- _Extract_:

What is missing from the Guardian’s 100 best novels list | Letters

2 hours ago 9

As an avid reader, I was excited to go through your recently published book list (100 best novels, 16 May). However, I swiftly became disillusioned at the old-fashioned and frankly elitist lens used to judge the “best”. Why were there so few modern books? Why does “best” so often seem to equate to misery?

The article introducing your list (Who’s in, who’s out, and how many have you read? The story behind our 100 best novels list, 16 May) says “Never has such a list been more needed” and that “reading for pleasure is a dying pursuit”, adding “we are here to help”. But this list will not help non-readers get into reading.

Who is realistically going to make the leap from non-reader straight into a lengthy tome about the people and activities relating to the longest-running case at Chancery (number 12) or to a devastating account of the failure of multiple bigamous marriages and the miserable lives they then accept as punishment (number 70)?

Both are excellent books, but given the topics and language style, there’s no way that they could be considered accessible! These challenging books will not cultivate a love of reading in those who have made it to adulthood without falling in love with books.

- _Provided data_:

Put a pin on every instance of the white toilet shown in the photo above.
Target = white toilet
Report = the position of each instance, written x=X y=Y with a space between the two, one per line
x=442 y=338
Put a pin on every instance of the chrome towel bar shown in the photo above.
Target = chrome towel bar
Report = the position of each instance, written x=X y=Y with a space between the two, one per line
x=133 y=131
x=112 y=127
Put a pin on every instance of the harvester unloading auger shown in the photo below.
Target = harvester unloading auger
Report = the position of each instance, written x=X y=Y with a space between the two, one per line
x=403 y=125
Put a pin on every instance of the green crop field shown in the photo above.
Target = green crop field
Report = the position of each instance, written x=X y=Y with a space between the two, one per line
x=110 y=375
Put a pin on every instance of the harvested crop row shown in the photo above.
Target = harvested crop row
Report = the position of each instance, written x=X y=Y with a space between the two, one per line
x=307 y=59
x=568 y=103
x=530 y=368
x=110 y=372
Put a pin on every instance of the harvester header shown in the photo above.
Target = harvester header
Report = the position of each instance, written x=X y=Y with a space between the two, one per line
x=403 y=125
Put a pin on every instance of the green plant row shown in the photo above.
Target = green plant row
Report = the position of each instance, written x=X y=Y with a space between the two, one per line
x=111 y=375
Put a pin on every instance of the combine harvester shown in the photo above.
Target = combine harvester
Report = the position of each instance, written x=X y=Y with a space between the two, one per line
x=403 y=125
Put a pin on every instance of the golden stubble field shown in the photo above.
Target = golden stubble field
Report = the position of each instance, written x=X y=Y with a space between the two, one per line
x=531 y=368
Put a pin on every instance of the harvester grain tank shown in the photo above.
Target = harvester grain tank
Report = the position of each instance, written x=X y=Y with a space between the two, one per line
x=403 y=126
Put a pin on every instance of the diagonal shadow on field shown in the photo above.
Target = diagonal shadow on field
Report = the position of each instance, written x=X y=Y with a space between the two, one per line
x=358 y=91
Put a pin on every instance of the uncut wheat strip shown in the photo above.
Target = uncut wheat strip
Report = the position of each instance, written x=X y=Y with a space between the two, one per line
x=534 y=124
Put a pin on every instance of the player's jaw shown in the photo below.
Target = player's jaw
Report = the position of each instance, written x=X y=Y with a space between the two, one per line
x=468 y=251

- _Problem set_:
a: Answer these questions about the letter on the 100 best novels list:
(i) On what date was the book list published?
(ii) What number on the list is the book about the longest-running case at Chancery?
(iii) According to the article introducing the list, what is a dying pursuit?
b: Reproduce the part of the letter on the 100 best novels list starting at "Who is realistically" and ending at "as punishment (number 70)?".

- _Solution set_:
a:
(i) 16 May
(ii) Number 12
(iii) Reading for pleasure

b:
Who is realistically going to make the leap from non-reader straight into a lengthy tome about the people and activities relating to the longest-running case at Chancery (number 12) or to a devastating account of the failure of multiple bigamous marriages and the miserable lives they then accept as punishment (number 70)?